--- Fragmento del documento ---

————

La primera vez que leí la mayoría de los libros que aún arden en mi memoria y que me sembraron de imágenes, de sensaciones, de sentimientos y de historias, no me pertenecían, nunca fueron comprados por mí, creo que todos, o casi todos, eran de otros. Libros que había en casa, en la biblioteca doméstica de mis padres o hermanos, libros a veces abandonados, desprendidos de colecciones seguramente no completadas, en definitiva, huérfanos. Otras veces eran propiedad de bibliotecas escolares o públicas, también más tarde préstamos de amigos, regalos de una chica. Todos ellos estaban pues fuera del comercio, insertos en otros tipos de intercambios. Nada tenían que ver con el dinero.

Nunca he pensado que, para darme la razón en el antedicho aforismo, mi hermano comprara todos aquellos volúmenes después de haberlos leído, como he hecho yo. Poseerlos después de descubrirlos, adquirirlos para releerlos, para meditarlos, que es muy distinto a descubrirlos.
Todos los años leo ‘Luces de Bohemia’, la pieza teatral de Valle Inclán, y cada vez nueva la interpreto de forma diferente. Voy creciendo con ella, envejeciendo con ella, entendiendo la poesía, el fracaso o España con ella. En cada ocasión que vuelvo a ese esperpento lo veo desde una perspectiva distinta pero nunca enteramente como la vez primera, cuando la leí en un libro que no era mío. Me he hecho con varios ejemplares de ediciones diferentes desde entonces pero ninguno me sacia como aquel que no era mío. El primero que poseí fue a consecuencia de un cambio, y nada menos que por un peine.

————

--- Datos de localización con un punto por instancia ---
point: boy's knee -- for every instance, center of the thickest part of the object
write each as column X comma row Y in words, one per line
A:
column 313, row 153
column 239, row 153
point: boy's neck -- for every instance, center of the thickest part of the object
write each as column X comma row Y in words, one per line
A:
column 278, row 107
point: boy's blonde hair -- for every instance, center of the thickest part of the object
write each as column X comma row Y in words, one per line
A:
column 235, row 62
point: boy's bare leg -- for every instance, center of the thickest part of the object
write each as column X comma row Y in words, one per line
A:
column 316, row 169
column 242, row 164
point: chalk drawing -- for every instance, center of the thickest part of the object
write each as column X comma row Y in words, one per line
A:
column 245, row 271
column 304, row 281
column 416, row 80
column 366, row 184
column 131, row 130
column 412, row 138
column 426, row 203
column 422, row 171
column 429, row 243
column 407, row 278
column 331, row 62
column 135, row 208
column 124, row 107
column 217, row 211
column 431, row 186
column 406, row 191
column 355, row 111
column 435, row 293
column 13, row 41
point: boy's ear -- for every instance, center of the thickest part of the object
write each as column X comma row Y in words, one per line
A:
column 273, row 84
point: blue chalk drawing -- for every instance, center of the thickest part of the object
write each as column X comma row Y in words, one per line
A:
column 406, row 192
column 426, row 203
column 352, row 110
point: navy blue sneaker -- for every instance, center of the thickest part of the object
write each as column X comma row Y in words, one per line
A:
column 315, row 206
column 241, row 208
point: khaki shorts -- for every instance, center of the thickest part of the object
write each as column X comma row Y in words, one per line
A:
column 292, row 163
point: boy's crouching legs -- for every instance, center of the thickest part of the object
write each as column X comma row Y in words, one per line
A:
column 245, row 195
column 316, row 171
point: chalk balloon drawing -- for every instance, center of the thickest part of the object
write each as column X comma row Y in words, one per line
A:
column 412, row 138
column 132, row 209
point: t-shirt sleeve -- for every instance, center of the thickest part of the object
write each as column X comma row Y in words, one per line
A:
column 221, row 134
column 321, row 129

————

--- Sobre el ejercicio ---
Copia el fragmento sobre los libros leídos por primera vez empezando por "Todos los años" y siguiendo hasta "por un peine.", y sustituye "peine" por "reloj". Los registros no se utilizan aquí.

--- Resultado esperado ---
Todos los años leo ‘Luces de Bohemia’, la pieza teatral de Valle Inclán, y cada vez nueva la interpreto de forma diferente. Voy creciendo con ella, envejeciendo con ella, entendiendo la poesía, el fracaso o España con ella. En cada ocasión que vuelvo a ese esperpento lo veo desde una perspectiva distinta pero nunca enteramente como la vez primera, cuando la leí en un libro que no era mío. Me he hecho con varios ejemplares de ediciones diferentes desde entonces pero ninguno me sacia como aquel que no era mío. El primero que poseí fue a consecuencia de un cambio, y nada menos que por un reloj.